### [What is required]
Convert all the records below into a Markdown table with two columns, "Row" and "Line". Give each non-blank line its own numbered row, and leave out the pictures.

### [Material shown]

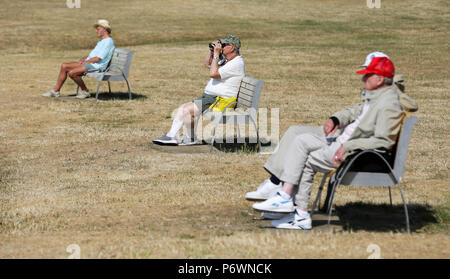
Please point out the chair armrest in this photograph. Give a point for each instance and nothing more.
(372, 156)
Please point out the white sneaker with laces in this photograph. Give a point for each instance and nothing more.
(51, 93)
(83, 95)
(265, 191)
(273, 215)
(185, 140)
(275, 204)
(293, 222)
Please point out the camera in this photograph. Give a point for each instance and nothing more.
(211, 46)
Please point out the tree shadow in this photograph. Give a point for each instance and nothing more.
(246, 145)
(106, 96)
(384, 217)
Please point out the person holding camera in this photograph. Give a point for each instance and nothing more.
(226, 69)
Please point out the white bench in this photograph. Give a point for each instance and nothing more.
(117, 70)
(246, 109)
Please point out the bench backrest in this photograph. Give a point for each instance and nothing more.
(120, 61)
(249, 93)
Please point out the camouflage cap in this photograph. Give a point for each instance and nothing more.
(232, 40)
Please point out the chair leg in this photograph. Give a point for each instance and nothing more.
(406, 209)
(330, 205)
(390, 195)
(257, 134)
(213, 137)
(319, 194)
(129, 90)
(98, 88)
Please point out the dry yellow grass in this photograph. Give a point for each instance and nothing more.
(85, 172)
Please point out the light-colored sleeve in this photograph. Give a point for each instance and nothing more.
(387, 129)
(232, 70)
(105, 49)
(348, 115)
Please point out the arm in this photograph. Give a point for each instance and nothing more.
(208, 59)
(92, 60)
(214, 66)
(331, 126)
(348, 115)
(387, 129)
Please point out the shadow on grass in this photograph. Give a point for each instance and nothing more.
(385, 218)
(105, 96)
(245, 145)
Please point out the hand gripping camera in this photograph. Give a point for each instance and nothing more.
(211, 48)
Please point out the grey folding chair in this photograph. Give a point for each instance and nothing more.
(118, 70)
(344, 175)
(245, 111)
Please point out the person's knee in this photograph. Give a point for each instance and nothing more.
(72, 74)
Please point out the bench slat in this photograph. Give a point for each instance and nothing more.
(246, 92)
(245, 97)
(244, 102)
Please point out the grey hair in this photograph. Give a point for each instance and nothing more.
(386, 80)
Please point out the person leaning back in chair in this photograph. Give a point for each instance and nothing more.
(373, 123)
(226, 69)
(97, 60)
(272, 185)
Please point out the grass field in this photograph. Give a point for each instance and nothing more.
(85, 172)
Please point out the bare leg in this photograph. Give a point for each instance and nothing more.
(62, 76)
(76, 74)
(190, 114)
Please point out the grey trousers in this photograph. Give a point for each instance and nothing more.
(301, 153)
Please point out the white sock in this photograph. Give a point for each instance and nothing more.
(284, 195)
(176, 126)
(302, 214)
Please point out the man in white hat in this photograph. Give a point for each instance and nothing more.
(97, 60)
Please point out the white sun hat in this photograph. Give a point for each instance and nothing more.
(373, 55)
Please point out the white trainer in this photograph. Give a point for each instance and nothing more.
(83, 94)
(293, 222)
(265, 191)
(275, 204)
(185, 140)
(273, 215)
(51, 93)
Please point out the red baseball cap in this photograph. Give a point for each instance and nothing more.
(381, 66)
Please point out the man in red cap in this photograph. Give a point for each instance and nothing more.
(373, 123)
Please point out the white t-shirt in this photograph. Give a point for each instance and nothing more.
(231, 75)
(348, 131)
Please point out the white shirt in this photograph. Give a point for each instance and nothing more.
(231, 75)
(352, 126)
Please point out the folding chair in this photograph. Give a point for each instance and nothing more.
(348, 174)
(245, 110)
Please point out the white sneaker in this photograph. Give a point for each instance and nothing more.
(165, 140)
(273, 215)
(185, 140)
(275, 204)
(265, 191)
(51, 93)
(83, 95)
(293, 222)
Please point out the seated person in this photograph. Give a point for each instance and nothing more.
(97, 60)
(226, 76)
(272, 185)
(374, 123)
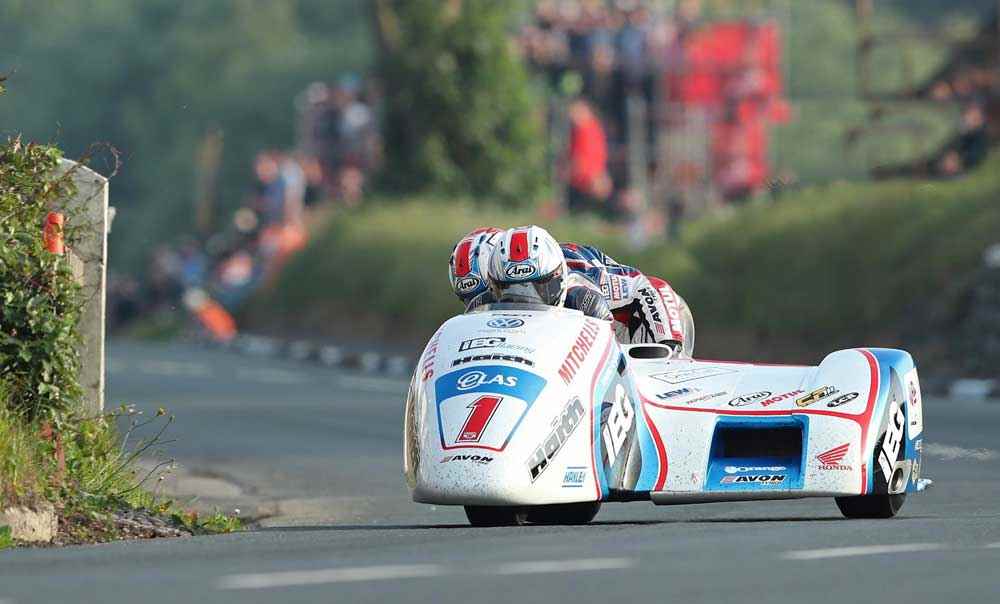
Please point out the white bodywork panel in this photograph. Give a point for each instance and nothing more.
(527, 407)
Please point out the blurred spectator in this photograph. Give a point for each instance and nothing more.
(587, 156)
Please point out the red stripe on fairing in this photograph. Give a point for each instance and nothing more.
(862, 420)
(593, 384)
(661, 451)
(462, 265)
(748, 363)
(519, 246)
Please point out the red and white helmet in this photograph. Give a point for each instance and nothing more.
(528, 266)
(469, 259)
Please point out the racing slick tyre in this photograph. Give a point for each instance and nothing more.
(495, 515)
(871, 506)
(564, 513)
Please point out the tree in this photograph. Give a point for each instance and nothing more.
(460, 112)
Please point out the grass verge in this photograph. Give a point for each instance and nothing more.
(85, 469)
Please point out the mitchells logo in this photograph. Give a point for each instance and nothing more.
(503, 323)
(520, 271)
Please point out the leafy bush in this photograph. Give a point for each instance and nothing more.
(460, 114)
(39, 297)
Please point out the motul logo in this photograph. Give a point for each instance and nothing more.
(764, 478)
(831, 459)
(780, 397)
(480, 459)
(673, 310)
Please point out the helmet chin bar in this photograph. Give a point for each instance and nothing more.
(548, 291)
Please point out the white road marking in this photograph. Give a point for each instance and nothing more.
(372, 384)
(330, 575)
(951, 452)
(410, 571)
(861, 550)
(174, 368)
(265, 375)
(562, 566)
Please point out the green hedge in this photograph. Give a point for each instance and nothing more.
(39, 299)
(839, 263)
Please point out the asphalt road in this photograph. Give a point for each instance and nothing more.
(330, 442)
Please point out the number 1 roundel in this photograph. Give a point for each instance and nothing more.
(482, 411)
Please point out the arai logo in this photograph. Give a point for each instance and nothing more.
(474, 379)
(519, 271)
(467, 284)
(747, 399)
(505, 323)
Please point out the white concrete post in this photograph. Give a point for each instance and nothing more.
(89, 209)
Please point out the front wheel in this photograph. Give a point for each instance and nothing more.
(564, 513)
(495, 515)
(871, 506)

### [Exercise answer]
| Row | Line |
|---|---|
| 1 | Please point out the chair armrest in this photograph. Give a point for each instance and nothing more. |
| 2 | (372, 156) |
| 3 | Please point out the white sneaker with laces in this photograph. Give a point for each instance and nothing more. |
| 4 | (51, 93) |
| 5 | (83, 95) |
| 6 | (265, 191) |
| 7 | (273, 215) |
| 8 | (185, 140) |
| 9 | (275, 204) |
| 10 | (293, 222) |
| 11 | Please point out the camera in this photograph. Give a point for each instance and nothing more. |
| 12 | (211, 46) |
| 13 | Please point out the tree shadow in this photograph. Give a point for each instance and nothing more. |
| 14 | (246, 145) |
| 15 | (106, 96) |
| 16 | (384, 217) |
| 17 | Please point out the person holding camera in this photograph. Give a point for each instance and nothing more. |
| 18 | (226, 69) |
| 19 | Please point out the white bench in this photograph. Give a point for each instance and nothing more. |
| 20 | (117, 70) |
| 21 | (246, 109) |
| 22 | Please point out the bench backrest in this photograph. Give a point for each instance and nothing more. |
| 23 | (120, 61) |
| 24 | (249, 93) |
| 25 | Please point out the camouflage cap in this photograph. Give a point for each instance and nothing more. |
| 26 | (232, 40) |
| 27 | Please point out the chair leg in this photograph. Give a point for each instance and nothing more. |
| 28 | (406, 209) |
| 29 | (330, 205) |
| 30 | (390, 195) |
| 31 | (257, 134) |
| 32 | (213, 137) |
| 33 | (319, 194) |
| 34 | (129, 90) |
| 35 | (98, 88) |
| 36 | Please point out the dry yellow grass in this photograph. Give a point for each instance and nothing more. |
| 37 | (85, 172) |
| 38 | Please point out the light-colored sleeve in this photograph. Give a point for each instance and nothing more. |
| 39 | (387, 129) |
| 40 | (232, 70) |
| 41 | (105, 49) |
| 42 | (348, 115) |
| 43 | Please point out the arm in this photograph. Give a point for each instance and nothing more. |
| 44 | (208, 59) |
| 45 | (92, 60) |
| 46 | (214, 66) |
| 47 | (331, 126) |
| 48 | (348, 115) |
| 49 | (387, 129) |
| 50 | Please point out the shadow on grass in this photograph. Give a point for each instance and nothing more. |
| 51 | (385, 218) |
| 52 | (105, 96) |
| 53 | (245, 145) |
| 54 | Please point out the hand gripping camera in this photograph. Give a point for each instance and nothing more. |
| 55 | (211, 48) |
| 56 | Please point out the grey folding chair in this photograph. Give a point for each instance and nothing more. |
| 57 | (118, 70) |
| 58 | (344, 175) |
| 59 | (245, 111) |
| 60 | Please point out the person's knee in this photograph. Give a point for each instance and nothing more. |
| 61 | (72, 74) |
| 62 | Please point out the bench slat in this photograph. Give a point for each instance and nothing more. |
| 63 | (246, 92) |
| 64 | (245, 97) |
| 65 | (244, 102) |
| 66 | Please point out the grey hair in this photograph. Give a point for each instance and nothing more. |
| 67 | (386, 80) |
| 68 | Please point out the person leaning back in chair in this photograph. Give a point for each instance and nothing more. |
| 69 | (373, 123) |
| 70 | (226, 69) |
| 71 | (97, 60) |
| 72 | (272, 185) |
| 73 | Please point out the grass field in this photograph. Give a point for each instance and nothing more. |
| 74 | (85, 172) |
| 75 | Please point out the bare leg in this photograph. Give a point for each instance and nothing more. |
| 76 | (62, 76) |
| 77 | (76, 74) |
| 78 | (190, 114) |
| 79 | Please point out the grey trousers in this photograph. Give a point for each instance and nothing more. |
| 80 | (301, 153) |
| 81 | Please point out the white sock in this photograph. Give a point for each instance and nothing more. |
| 82 | (284, 195) |
| 83 | (176, 126) |
| 84 | (302, 214) |
| 85 | Please point out the man in white hat in this photograph. Give a point for each instance and nothing more. |
| 86 | (97, 60) |
| 87 | Please point out the white sun hat in this photograph. Give a point for each instance and nothing more. |
| 88 | (373, 55) |
| 89 | Please point out the white trainer in this photograph. Give a point for each instance and nothing more. |
| 90 | (83, 94) |
| 91 | (293, 222) |
| 92 | (265, 191) |
| 93 | (275, 204) |
| 94 | (185, 140) |
| 95 | (273, 215) |
| 96 | (51, 93) |
| 97 | Please point out the red baseball cap in this photograph. Give a point for each instance and nothing more. |
| 98 | (381, 66) |
| 99 | Please point out the man in red cap in this photograph. Give a point for each instance and nothing more. |
| 100 | (373, 123) |
| 101 | Please point out the white t-shirt in this photograph. Give a point for each instance and nothing more. |
| 102 | (231, 75) |
| 103 | (348, 131) |
| 104 | Please point out the white shirt in this photograph. Give a point for each instance and nothing more. |
| 105 | (231, 75) |
| 106 | (352, 126) |
| 107 | Please point out the folding chair in this photograph. Give a point for each instance and nothing more. |
| 108 | (348, 174) |
| 109 | (245, 110) |
| 110 | Please point out the white sneaker in this photograph. Give a point for each instance and nothing more. |
| 111 | (165, 140) |
| 112 | (273, 215) |
| 113 | (185, 140) |
| 114 | (275, 204) |
| 115 | (265, 191) |
| 116 | (51, 93) |
| 117 | (83, 95) |
| 118 | (293, 222) |
| 119 | Please point out the seated person in this photograph. Give a point for each instance and nothing more. |
| 120 | (97, 60) |
| 121 | (226, 76) |
| 122 | (272, 185) |
| 123 | (374, 123) |
| 124 | Please point out the white bodywork panel in this photograph. Give a point for each instance and nothing more. |
| 125 | (527, 407) |
| 126 | Please point out the blurred spectator in this photograph. Give a point for each instance and nothing more. |
| 127 | (587, 156) |
| 128 | Please point out the red stripe on fairing in this photograph. Give a point for each instance and nothing more. |
| 129 | (862, 420) |
| 130 | (593, 384) |
| 131 | (661, 451) |
| 132 | (462, 265) |
| 133 | (748, 363) |
| 134 | (519, 246) |
| 135 | Please point out the red and white helmet in this photograph. Give a point for each instance and nothing more. |
| 136 | (528, 266) |
| 137 | (469, 259) |
| 138 | Please point out the racing slick tyre in this photograph. Give a point for each instance and nothing more. |
| 139 | (495, 515) |
| 140 | (871, 506) |
| 141 | (564, 513) |
| 142 | Please point out the tree in this photograph. Give a point for each instance and nothing more. |
| 143 | (460, 112) |
| 144 | Please point out the grass verge in this photograph. Give a point for each instance and nothing more. |
| 145 | (85, 469) |
| 146 | Please point out the mitchells logo in this photograph. Give a point for each instance and nothing more. |
| 147 | (503, 323) |
| 148 | (520, 271) |
| 149 | Please point out the leafy bush in this photograph. Give a point for each instance and nothing more. |
| 150 | (460, 114) |
| 151 | (39, 297) |
| 152 | Please point out the motul logo in this photograph. Give a point for each instance and nothing more. |
| 153 | (764, 478) |
| 154 | (831, 459) |
| 155 | (780, 397) |
| 156 | (480, 459) |
| 157 | (673, 310) |
| 158 | Please point out the helmet chin bar in this photograph. Give a point for each instance and nothing more. |
| 159 | (548, 291) |
| 160 | Please point out the white road marking in this photograph. Give a point for each instance and nothing more. |
| 161 | (372, 384) |
| 162 | (330, 575) |
| 163 | (951, 452) |
| 164 | (410, 571) |
| 165 | (861, 550) |
| 166 | (174, 368) |
| 167 | (265, 375) |
| 168 | (562, 566) |
| 169 | Please point out the green hedge in this photograph. Give a point for each instance and nothing more. |
| 170 | (39, 299) |
| 171 | (839, 263) |
| 172 | Please point out the asphalt road in this photograph. Give a point for each instance and nothing more. |
| 173 | (330, 442) |
| 174 | Please point out the number 1 roundel in this photograph. Give a point for each instance and nothing more. |
| 175 | (482, 411) |
| 176 | Please point out the arai logo in this photograph. Give a point for each instance and nothing more. |
| 177 | (474, 379) |
| 178 | (519, 271) |
| 179 | (467, 284) |
| 180 | (747, 399) |
| 181 | (505, 323) |
| 182 | Please point out the white concrete post in this photograph. Give a point for each instance and nothing more. |
| 183 | (89, 209) |
| 184 | Please point out the front wheel in this photograph. Give a point for each instance and nothing more. |
| 185 | (564, 513) |
| 186 | (495, 515) |
| 187 | (871, 506) |